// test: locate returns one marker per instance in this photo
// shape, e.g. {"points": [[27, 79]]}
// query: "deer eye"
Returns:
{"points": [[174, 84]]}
■ ■ ■ ■ ■
Exercise details:
Format the records above as a Markdown table with the columns Row and Line, putting each nonblank line in its own numbered row.

The result:
| Row | Line |
|---|---|
| 1 | // test: locate returns one marker per instance in this photo |
| 2 | // shape, e.g. {"points": [[27, 79]]} |
| 3 | // query: "deer eye" |
| 4 | Returns: |
| 5 | {"points": [[174, 84]]} |